WHAT THIS EXERCISE ASKS
• a. According to the article on Moran's remarks, why does survival for a business in a small town mean holding down costs? Answer in one to three sentences.
• b. In the article on Moran's remarks, how many hospitals does the state have?
• c. Reproduce the article on Moran's remarks word for word, everything from "Too many members" down to "Washington, he said.".

SELECTED TEXT
Too many members of Congress have no idea about the fixed costs of running a small business and how they are impacted by actions from Washington, he said.

In a small town, he said, there aren’t any more customers to sell more products to grow a business, so survival means holding down costs.

Moran represented the big first district in the House for 12 years before being elected to the Senate. He said his district ran from the Colorado line to the Shawnee County line and the only community that was growing was Junction City.

“So many towns were just holding their own, dwindling . . . trying to make ends meet,” he said.

The state has 126 hospitals, some of them hanging on by a thread, he said.

“People have to have access to health care,” he said, noting that if a community loses its hospital, it loses its physicians, its pharmacies, and the people, who leave to be where they can get health care.

“We have eight counties that don’t have a pharmacy,” he said. “How do we keep a viable main street is a main concern of mine.”

“Economic development depends on whether or not there is a grocery store in town and most members of Congress don’t understand that,” he said. “The decisions we make too often determine whether these businesses are there.”

On the educational front he said he cannot believe there is anything done in the Department of Education that benefits a child in Kansas.

“The best thing we can do is try to keep government from ruining education, which is best decided locally,” he said.

[Source records]
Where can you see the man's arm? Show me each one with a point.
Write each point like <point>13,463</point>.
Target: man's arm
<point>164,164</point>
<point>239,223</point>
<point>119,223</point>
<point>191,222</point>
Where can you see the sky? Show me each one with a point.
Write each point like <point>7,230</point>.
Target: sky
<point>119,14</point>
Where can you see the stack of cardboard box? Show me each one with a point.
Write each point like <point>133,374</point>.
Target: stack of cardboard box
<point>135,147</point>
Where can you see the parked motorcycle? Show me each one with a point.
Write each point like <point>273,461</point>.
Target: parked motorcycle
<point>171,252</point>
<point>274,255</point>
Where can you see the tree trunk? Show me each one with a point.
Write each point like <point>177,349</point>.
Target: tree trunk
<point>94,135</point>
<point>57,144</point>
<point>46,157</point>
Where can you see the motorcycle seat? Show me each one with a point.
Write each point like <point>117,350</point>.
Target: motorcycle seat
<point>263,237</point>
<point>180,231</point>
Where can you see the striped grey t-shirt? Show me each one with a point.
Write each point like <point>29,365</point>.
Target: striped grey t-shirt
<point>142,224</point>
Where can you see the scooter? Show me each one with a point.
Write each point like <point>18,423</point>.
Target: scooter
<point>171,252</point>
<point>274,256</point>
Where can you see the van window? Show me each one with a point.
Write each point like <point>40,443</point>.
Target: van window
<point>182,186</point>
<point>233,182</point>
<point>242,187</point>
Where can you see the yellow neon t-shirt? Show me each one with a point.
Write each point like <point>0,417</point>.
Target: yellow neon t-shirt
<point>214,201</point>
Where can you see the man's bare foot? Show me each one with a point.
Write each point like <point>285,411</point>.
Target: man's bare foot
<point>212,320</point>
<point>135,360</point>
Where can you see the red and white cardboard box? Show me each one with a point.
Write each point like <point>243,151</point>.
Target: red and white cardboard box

RESPONSES PER TASK
• a. In a small town there aren't any more customers to sell more products to, so a business can't grow by selling more. Holding down costs is therefore what lets it survive.

• b. The state has 126 hospitals.

• c.
Too many members of Congress have no idea about the fixed costs of running a small business and how they are impacted by actions from Washington, he said.